Challenge:
Count the lines in the records below that contain the string "SELECT", where letter case must match. Reply with that number alone.

Data to use:
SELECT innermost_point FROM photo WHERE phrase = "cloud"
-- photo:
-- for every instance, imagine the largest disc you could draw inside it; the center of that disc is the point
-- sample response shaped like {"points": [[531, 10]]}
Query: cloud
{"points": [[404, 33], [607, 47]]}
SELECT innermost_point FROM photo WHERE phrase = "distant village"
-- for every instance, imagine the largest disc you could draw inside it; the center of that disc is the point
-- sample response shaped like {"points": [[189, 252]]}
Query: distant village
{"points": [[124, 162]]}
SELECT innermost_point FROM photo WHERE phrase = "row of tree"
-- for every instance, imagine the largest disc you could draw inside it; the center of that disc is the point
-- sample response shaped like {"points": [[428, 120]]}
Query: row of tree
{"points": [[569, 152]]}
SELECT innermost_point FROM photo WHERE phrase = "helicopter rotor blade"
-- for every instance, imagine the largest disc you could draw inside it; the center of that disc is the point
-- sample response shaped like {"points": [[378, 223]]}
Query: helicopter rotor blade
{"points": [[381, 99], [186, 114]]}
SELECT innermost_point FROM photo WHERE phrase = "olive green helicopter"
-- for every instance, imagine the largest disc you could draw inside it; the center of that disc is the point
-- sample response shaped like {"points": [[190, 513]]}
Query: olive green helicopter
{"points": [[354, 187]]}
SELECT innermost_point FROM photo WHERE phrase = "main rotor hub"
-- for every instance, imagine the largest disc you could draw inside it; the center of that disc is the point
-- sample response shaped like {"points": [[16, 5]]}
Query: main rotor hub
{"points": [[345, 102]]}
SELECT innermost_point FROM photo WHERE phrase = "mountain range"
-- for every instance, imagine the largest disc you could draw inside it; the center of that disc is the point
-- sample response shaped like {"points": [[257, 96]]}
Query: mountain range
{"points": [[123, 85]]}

Expected answer:
7